Given request:
Copy out each line from the rows below that has the word "canopy" in it.

Stored data:
··········

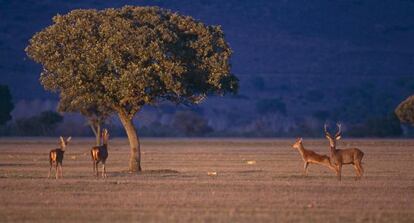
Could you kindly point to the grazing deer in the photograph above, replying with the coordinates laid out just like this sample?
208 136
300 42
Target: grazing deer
341 157
56 157
310 156
100 154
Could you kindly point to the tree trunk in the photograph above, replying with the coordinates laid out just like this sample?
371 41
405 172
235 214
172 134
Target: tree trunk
135 157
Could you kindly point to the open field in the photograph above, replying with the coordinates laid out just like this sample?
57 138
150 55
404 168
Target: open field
175 187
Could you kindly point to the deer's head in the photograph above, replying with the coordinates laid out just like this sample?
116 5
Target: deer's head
332 139
298 143
63 143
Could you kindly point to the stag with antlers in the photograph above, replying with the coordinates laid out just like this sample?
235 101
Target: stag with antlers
341 157
100 154
56 157
310 156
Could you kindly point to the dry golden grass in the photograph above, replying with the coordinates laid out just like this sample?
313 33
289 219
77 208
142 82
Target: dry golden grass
174 186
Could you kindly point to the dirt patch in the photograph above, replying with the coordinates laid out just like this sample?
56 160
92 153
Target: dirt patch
175 185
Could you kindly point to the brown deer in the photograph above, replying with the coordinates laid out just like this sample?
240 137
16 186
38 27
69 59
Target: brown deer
56 157
310 156
341 157
100 154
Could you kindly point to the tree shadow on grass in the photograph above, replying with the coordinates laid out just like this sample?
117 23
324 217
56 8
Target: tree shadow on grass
162 172
14 164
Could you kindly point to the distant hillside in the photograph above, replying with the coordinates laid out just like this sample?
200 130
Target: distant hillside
347 60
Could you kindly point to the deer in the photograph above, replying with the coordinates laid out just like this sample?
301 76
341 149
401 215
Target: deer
309 156
56 156
100 154
341 157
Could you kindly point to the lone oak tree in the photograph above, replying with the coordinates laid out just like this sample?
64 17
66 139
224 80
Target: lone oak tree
122 59
405 110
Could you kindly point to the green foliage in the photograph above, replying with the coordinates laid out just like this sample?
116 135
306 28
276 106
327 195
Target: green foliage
122 59
405 110
6 104
43 124
275 105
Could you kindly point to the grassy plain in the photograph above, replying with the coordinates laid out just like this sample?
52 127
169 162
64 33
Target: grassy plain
175 186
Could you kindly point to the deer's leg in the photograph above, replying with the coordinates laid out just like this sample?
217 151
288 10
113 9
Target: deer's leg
97 170
360 168
103 170
305 168
357 172
339 173
57 170
50 170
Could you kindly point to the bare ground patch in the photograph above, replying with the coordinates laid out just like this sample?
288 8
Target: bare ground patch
175 185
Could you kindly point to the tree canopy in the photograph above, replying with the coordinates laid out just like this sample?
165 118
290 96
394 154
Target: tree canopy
122 59
6 104
405 110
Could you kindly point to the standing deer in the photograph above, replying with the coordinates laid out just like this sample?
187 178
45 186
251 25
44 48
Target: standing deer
341 157
310 156
100 154
56 157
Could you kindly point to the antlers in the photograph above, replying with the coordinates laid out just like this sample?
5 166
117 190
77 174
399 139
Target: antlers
337 133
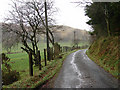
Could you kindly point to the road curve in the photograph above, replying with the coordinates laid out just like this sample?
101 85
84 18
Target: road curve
78 71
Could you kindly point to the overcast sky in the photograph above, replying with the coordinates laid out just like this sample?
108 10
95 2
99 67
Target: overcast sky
68 13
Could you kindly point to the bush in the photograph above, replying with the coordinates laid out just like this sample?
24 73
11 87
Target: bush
8 75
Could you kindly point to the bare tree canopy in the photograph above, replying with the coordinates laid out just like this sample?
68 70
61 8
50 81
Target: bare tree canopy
27 20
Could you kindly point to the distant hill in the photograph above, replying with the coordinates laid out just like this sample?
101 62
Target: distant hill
66 33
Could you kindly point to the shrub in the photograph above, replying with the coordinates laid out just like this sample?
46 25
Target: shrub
8 75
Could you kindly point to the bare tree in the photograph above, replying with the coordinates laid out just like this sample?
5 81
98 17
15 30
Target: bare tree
28 22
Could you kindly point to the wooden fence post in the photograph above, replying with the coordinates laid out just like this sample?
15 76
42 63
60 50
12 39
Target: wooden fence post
30 64
45 57
39 58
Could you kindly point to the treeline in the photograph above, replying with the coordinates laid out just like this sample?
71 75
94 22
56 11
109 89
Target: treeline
104 18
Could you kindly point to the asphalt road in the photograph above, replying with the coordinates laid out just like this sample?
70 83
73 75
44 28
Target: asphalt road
78 71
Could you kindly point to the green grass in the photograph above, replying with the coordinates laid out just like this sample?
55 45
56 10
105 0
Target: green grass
39 77
20 62
104 52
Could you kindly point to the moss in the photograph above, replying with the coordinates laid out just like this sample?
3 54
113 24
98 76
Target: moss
104 51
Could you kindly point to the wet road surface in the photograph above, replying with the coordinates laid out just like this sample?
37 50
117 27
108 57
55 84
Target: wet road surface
78 71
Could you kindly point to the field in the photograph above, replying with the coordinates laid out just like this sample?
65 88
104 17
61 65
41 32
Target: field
19 60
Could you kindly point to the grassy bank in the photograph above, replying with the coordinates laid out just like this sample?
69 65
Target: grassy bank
39 77
104 52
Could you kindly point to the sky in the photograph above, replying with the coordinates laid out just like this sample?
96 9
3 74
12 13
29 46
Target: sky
68 14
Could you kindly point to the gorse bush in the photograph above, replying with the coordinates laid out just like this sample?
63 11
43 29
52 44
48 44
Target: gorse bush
8 75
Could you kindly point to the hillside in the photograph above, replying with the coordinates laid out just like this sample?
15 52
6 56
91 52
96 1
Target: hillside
66 33
105 53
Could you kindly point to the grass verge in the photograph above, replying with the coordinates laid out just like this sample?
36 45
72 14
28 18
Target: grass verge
40 77
104 52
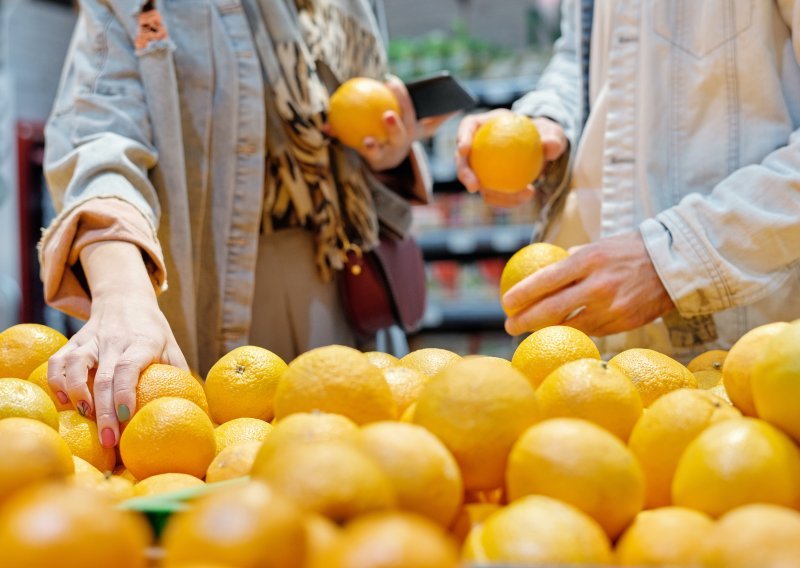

··········

Answer below:
Could you kindly point to the tree canopy in the photograph above, replying with the coordinates laid out just like this sample?
Target: tree canopy
Could you kindly point to the bare tree canopy in the photograph above, replying with the coordinates laid out just like this sample?
Target: bare tree canopy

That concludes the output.